- _Excerpt to read_
Ultimately, though, libertarians should not court the right for practical and moral reasons. In practical terms, the libertarian-conservative alliance has been a complete failure. When libertarian candidates run for office within the GOP, they rarely get any support. In the last three presidential primaries, we’ve seen libertarian candidates run in the GOP and they have all failed miserably. Simply put, Republican voters have consistently rejected libertarians at almost every opportunity.

There is also policy. Except for the economic deregulation of the late 70s and early 80s, the conservative movement has sided against libertarians. Conservatives have supported nearly every single war in decades, they have sided with the expansion of police powers, they have sided with the war on drugs, they have stood for deportations of non-violent migrants, they have sided against women, minorities, and queer people when they have asked for civility and enforcement of rights, and they have sided with the massive expansion of the surveillance state after 9/11. How these stances emerge from a deep respect for individual people is beyond my ken. Whatever has been gained by the alliance of conservatives and libertarian is so paltry in stature that it requires a magnifying lens to observe.

Does this mean that libertarians should flock to liberals or the Democratic party? I don’t think so. One could easily write an equally long article about the incompatible aspects of modern liberalism. Libertarians, for example, are comfortable with wealth that is earned through the production of value, while liberals see economic inequality as inherently unfair or corrosive.

- _Problems to work on_
(a) From the passage on libertarians and conservatives, extract the text starting at "There is also" and ending at "lens to observe.".
(b) Answer these from the passage on libertarians and conservatives:
(i) In how many of the last presidential primaries have libertarian candidates run in the GOP and failed?
(ii) What is the one exception given to the conservative movement siding against libertarians?
(iii) How do liberals see economic inequality?

- _Data excerpt_
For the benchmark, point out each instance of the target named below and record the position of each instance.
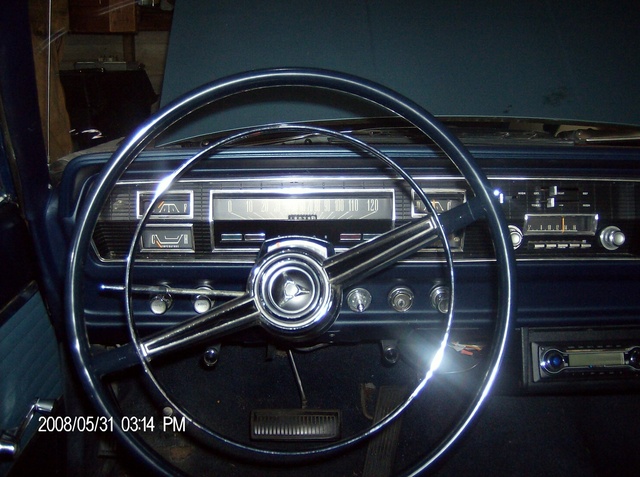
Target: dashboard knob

- _Expected outputs_
(a)
There is also policy. Except for the economic deregulation of the late 70s and early 80s, the conservative movement has sided against libertarians. Conservatives have supported nearly every single war in decades, they have sided with the expansion of police powers, they have sided with the war on drugs, they have stood for deportations of non-violent migrants, they have sided against women, minorities, and queer people when they have asked for civility and enforcement of rights, and they have sided with the massive expansion of the surveillance state after 9/11. How these stances emerge from a deep respect for individual people is beyond my ken. Whatever has been gained by the alliance of conservatives and libertarian is so paltry in stature that it requires a magnifying lens to observe.

(b)
(i) Three.
(ii) The economic deregulation of the late 70s and early 80s.
(iii) As inherently unfair or corrosive.